-- Your tasks --
1 – In the passage about the Mobile Food Pantry, why did Diana move to Dowagiac?
2 – Continue the passage about the Mobile Food Pantry from its final sentence.
[start Text passage]
Diana, her mother and two young daughters are one of these families. Recently, Diana moved across the country from California to Dowagiac to take care of her mother after her father’s death. She is grateful the Mobile Food Pantry held at Victory Tabernacle, one of ACTION’s church partners, is there to help feed her family as she seeks a job close to home.

Each of ACTION’s 11 church partners recruits volunteers and those living at the transitional home also lend a hand, but the biggest pool of people willing to chip in are those who also receive food.

One of these volunteers is Marissa, a recent high school graduate with plans of joining the army. Marissa began volunteering last year to gain community service points for school, but quickly found that she loves volunteering and helping those in need. She is able to resonate with the experiences of those she serves as she often goes through the line to receive food for her mother and siblings.
[end Text passage]
[start Material supplied]
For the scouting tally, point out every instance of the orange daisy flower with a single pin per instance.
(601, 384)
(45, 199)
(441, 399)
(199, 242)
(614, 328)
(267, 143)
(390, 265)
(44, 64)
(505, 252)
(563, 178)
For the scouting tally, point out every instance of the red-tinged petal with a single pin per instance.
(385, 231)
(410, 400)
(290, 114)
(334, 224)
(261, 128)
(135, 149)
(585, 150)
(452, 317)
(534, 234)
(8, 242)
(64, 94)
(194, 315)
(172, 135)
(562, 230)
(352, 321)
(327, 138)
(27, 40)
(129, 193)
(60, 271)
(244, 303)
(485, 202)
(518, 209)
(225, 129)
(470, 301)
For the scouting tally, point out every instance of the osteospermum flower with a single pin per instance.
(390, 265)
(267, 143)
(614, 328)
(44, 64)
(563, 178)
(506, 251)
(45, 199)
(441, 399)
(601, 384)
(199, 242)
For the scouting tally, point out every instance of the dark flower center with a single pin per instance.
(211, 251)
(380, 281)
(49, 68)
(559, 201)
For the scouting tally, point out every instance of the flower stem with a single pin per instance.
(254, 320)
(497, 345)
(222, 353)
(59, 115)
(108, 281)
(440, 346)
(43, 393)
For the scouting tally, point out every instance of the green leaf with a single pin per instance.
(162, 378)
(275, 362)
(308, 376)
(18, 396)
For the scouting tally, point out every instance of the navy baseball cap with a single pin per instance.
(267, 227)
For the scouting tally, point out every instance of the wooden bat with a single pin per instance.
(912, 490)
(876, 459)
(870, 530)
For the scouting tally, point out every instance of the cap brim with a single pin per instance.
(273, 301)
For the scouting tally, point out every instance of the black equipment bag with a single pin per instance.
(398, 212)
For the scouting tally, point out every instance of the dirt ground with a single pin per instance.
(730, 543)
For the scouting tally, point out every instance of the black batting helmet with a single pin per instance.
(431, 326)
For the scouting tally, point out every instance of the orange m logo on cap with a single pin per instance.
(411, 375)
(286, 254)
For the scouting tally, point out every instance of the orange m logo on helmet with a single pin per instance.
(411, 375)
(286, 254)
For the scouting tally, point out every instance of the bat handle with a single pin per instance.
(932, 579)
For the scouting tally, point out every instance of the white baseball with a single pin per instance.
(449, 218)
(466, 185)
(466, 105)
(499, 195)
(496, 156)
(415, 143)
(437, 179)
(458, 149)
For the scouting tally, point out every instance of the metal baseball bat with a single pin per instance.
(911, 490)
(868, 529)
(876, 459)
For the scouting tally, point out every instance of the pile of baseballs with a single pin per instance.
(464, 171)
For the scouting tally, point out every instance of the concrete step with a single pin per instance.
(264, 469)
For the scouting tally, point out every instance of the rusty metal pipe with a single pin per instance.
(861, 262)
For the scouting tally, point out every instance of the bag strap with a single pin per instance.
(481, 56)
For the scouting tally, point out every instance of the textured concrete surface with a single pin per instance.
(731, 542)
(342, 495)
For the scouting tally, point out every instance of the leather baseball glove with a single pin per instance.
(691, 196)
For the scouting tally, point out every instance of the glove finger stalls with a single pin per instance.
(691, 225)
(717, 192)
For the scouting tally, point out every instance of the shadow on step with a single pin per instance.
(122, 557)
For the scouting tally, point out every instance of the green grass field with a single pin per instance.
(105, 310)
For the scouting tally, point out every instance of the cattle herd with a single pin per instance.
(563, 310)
[end Material supplied]
-- Expected responses --
1 – She moved from California to take care of her mother after her father's death.

2 –
“I know it means a lot,” she said. “There’s been times when we have really struggled, so we actually look forward to coming to these.”

According to Marissa, some people are nervous or even embarrassed about seeking help, but she tells them there’s no need to feel that way:

“We all need help sometimes.”

Marissa summed up what Feeding America West Michigan, its agency partners like ACTION and its generous supporters like the United Way of Southwest Michigan, represent to those receiving support from Dowagiac’s Mobile Food Pantries:

“People who come through these lines are hopeful that they will be able to feed their families,” she said. “’Hopeful’ is a really good word that describes it.”